- DOCUMENT
— Start —

2

Question: How do I get Adobe Acrobat Pro DC to export all PDF files in a folder as text files ?

Using the Action Wizard on the Tools menu of Adobe Acrobat Pro DC I was able to create a custom command which allowed me to export (OCR) thousand of images as pdf files. I now want to export those images; which are now searchable as text files. However I cannot seem to find a similar set of tools to do this.

Note: There is an export button that allows me to export files one-at-a-time as a text file but I cannot seem to find something that will allow me to run a command on entire folder.

EDIT: I called customer support and a possible work around is to combine all the files into one giant PDF file and then export the pdf file. On the other hand I need a separate ID for each pdf file exported as text so that is not an option.

user3195446
  • 153
  • 1
  • 7

1 Answers1

1

You may use PowerShell combined with Xpdf.

Xpdf will install a program called pdftotext, which can be invoked from a PowerShell script such as:

$FILES= ls *.pdf
foreach ($f in $FILES) {
    & "C:\Program Files\xpdf\bin32\pdftotext.exe" -enc UTF-8 "$f"
}

A similar batch script can be invoked from a .bat file without using PowerShell:

for /f %%G in ('dir /b') do {
  "C:\Program Files\xpdf\bin32\pdftotext.exe" -enc UTF-8 "%%G"
)

(Note: None of the scripts was tested.)

— End —

- SOURCE DATA
— Start —

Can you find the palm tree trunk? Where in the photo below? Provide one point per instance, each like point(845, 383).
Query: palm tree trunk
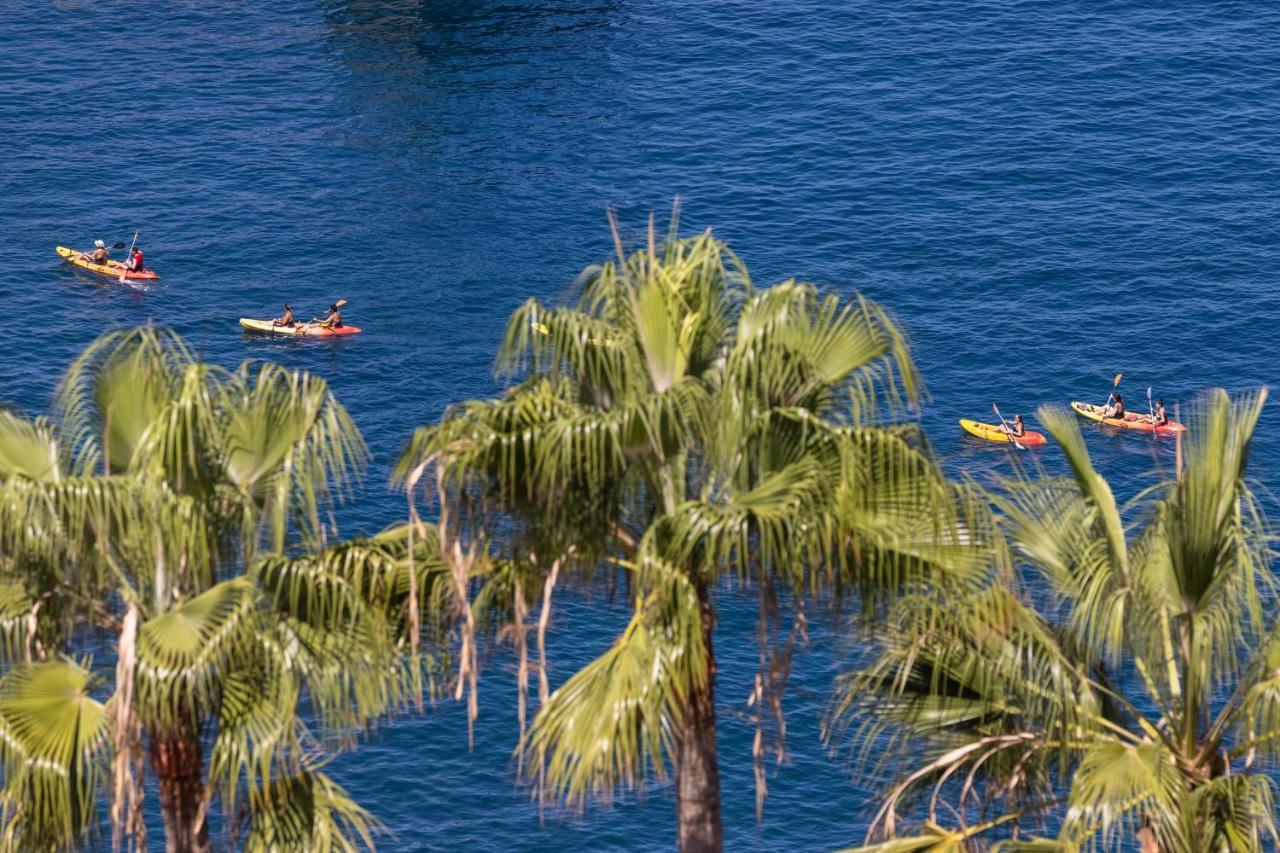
point(177, 761)
point(698, 811)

— End —

- PROMPT
Can you repeat the entire forum thread above about exporting a folder of PDF files as text files, word for word and unchanged?

- RESULT OF THIS EXERCISE
2

Question: How do I get Adobe Acrobat Pro DC to export all PDF files in a folder as text files ?

Using the Action Wizard on the Tools menu of Adobe Acrobat Pro DC I was able to create a custom command which allowed me to export (OCR) thousand of images as pdf files. I now want to export those images; which are now searchable as text files. However I cannot seem to find a similar set of tools to do this.

Note: There is an export button that allows me to export files one-at-a-time as a text file but I cannot seem to find something that will allow me to run a command on entire folder.

EDIT: I called customer support and a possible work around is to combine all the files into one giant PDF file and then export the pdf file. On the other hand I need a separate ID for each pdf file exported as text so that is not an option.

user3195446
  • 153
  • 1
  • 7

1 Answers1

1

You may use PowerShell combined with Xpdf.

Xpdf will install a program called pdftotext, which can be invoked from a PowerShell script such as:

$FILES= ls *.pdf
foreach ($f in $FILES) {
    & "C:\Program Files\xpdf\bin32\pdftotext.exe" -enc UTF-8 "$f"
}

A similar batch script can be invoked from a .bat file without using PowerShell:

for /f %%G in ('dir /b') do {
  "C:\Program Files\xpdf\bin32\pdftotext.exe" -enc UTF-8 "%%G"
)

(Note: None of the scripts was tested.)